> _DIRECTIONS_
Each line below should be reproduced without any alteration.

> _Data excerpts_
•••

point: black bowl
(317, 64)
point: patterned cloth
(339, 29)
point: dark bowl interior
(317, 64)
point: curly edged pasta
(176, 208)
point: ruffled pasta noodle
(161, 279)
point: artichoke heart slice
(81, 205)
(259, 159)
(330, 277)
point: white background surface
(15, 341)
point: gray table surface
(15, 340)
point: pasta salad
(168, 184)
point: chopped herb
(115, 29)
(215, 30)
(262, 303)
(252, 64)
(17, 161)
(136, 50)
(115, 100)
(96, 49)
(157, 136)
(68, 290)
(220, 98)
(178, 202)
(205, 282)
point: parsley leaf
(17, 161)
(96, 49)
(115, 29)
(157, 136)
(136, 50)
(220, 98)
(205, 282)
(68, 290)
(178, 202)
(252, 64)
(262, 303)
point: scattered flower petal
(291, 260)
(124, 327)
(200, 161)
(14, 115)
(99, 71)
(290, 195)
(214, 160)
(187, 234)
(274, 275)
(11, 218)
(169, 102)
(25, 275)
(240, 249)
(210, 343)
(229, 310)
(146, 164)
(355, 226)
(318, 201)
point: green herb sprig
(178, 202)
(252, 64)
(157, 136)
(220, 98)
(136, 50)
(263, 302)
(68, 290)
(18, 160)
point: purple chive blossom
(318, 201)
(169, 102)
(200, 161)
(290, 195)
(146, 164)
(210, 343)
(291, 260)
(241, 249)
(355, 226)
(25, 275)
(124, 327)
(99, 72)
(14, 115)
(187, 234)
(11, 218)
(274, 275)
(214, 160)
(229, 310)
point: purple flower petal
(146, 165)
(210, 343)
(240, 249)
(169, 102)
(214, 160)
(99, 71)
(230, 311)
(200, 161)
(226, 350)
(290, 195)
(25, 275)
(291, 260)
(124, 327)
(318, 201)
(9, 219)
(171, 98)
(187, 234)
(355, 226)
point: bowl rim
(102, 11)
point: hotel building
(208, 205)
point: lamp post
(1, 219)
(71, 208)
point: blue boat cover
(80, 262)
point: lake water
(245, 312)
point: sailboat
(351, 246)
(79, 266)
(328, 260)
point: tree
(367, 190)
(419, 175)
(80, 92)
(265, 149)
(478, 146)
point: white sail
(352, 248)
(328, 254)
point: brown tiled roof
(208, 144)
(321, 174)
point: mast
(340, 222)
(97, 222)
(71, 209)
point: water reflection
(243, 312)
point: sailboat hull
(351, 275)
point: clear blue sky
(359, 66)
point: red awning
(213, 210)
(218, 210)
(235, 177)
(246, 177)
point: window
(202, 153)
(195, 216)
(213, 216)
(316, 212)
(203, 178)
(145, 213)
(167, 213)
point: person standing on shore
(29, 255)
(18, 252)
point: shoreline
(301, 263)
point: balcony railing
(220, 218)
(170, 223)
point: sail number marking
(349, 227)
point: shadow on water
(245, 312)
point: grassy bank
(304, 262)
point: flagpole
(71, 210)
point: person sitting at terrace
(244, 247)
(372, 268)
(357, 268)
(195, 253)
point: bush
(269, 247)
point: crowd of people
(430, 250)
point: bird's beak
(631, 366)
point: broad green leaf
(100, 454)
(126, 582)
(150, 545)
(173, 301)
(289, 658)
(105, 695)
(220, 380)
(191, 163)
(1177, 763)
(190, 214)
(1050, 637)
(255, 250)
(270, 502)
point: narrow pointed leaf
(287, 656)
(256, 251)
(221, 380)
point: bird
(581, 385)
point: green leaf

•••

> _REPLY_
point: black bowl
(317, 64)
point: patterned cloth
(339, 29)
point: dark bowl interior
(317, 64)
point: curly edged pasta
(176, 208)
point: ruffled pasta noodle
(161, 279)
point: artichoke heart slice
(81, 205)
(259, 159)
(330, 277)
point: white background surface
(15, 341)
point: gray table surface
(15, 340)
point: pasta salad
(168, 184)
point: chopped herb
(115, 29)
(215, 30)
(262, 303)
(252, 64)
(17, 161)
(136, 50)
(115, 100)
(96, 49)
(157, 136)
(68, 290)
(220, 98)
(178, 202)
(205, 282)
point: parsley leaf
(17, 161)
(96, 49)
(115, 29)
(157, 136)
(136, 50)
(220, 98)
(205, 282)
(68, 290)
(178, 202)
(252, 64)
(262, 303)
point: scattered flower petal
(291, 260)
(124, 327)
(200, 161)
(14, 115)
(99, 71)
(290, 195)
(214, 160)
(187, 234)
(274, 275)
(11, 218)
(169, 102)
(25, 275)
(240, 249)
(210, 343)
(229, 310)
(146, 164)
(355, 226)
(318, 201)
point: green herb sprig
(178, 202)
(252, 64)
(157, 136)
(220, 98)
(136, 50)
(263, 302)
(68, 290)
(18, 160)
point: purple chive blossom
(318, 201)
(169, 102)
(200, 161)
(290, 195)
(146, 164)
(210, 343)
(291, 260)
(241, 249)
(355, 226)
(25, 275)
(124, 327)
(99, 72)
(14, 115)
(187, 234)
(11, 218)
(274, 275)
(214, 160)
(229, 310)
point: purple flower petal
(146, 165)
(210, 343)
(240, 249)
(169, 102)
(214, 160)
(99, 71)
(230, 311)
(200, 161)
(226, 350)
(290, 195)
(25, 275)
(291, 260)
(124, 327)
(318, 201)
(9, 219)
(171, 98)
(187, 234)
(355, 226)
point: bowl rim
(102, 11)
point: hotel building
(208, 205)
point: lamp post
(1, 219)
(71, 208)
point: blue boat cover
(80, 262)
point: lake water
(245, 312)
point: sailboat
(351, 246)
(79, 266)
(328, 260)
point: tree
(367, 190)
(419, 175)
(80, 92)
(265, 149)
(478, 146)
point: white sail
(352, 248)
(328, 254)
point: brown tiled roof
(208, 144)
(321, 174)
point: mast
(340, 222)
(97, 222)
(71, 209)
point: water reflection
(243, 312)
point: sailboat hull
(351, 275)
point: clear blue sky
(359, 66)
point: red awning
(213, 210)
(218, 210)
(235, 177)
(246, 177)
point: window
(202, 153)
(195, 216)
(213, 216)
(316, 212)
(203, 178)
(145, 213)
(167, 213)
point: person standing on shore
(29, 255)
(18, 252)
point: shoreline
(301, 263)
point: balcony railing
(220, 218)
(170, 223)
point: sail number marking
(349, 227)
point: shadow on water
(245, 312)
point: grassy bank
(304, 262)
point: flagpole
(71, 210)
point: person sitting at terrace
(244, 247)
(372, 268)
(357, 268)
(195, 253)
point: bush
(269, 247)
point: crowd of people
(430, 250)
point: bird's beak
(631, 366)
point: broad green leaf
(100, 454)
(126, 582)
(150, 545)
(173, 301)
(289, 658)
(105, 695)
(220, 380)
(191, 163)
(1177, 763)
(190, 214)
(1050, 637)
(255, 250)
(270, 502)
point: narrow pointed leaf
(287, 656)
(256, 251)
(221, 380)
point: bird
(581, 385)
point: green leaf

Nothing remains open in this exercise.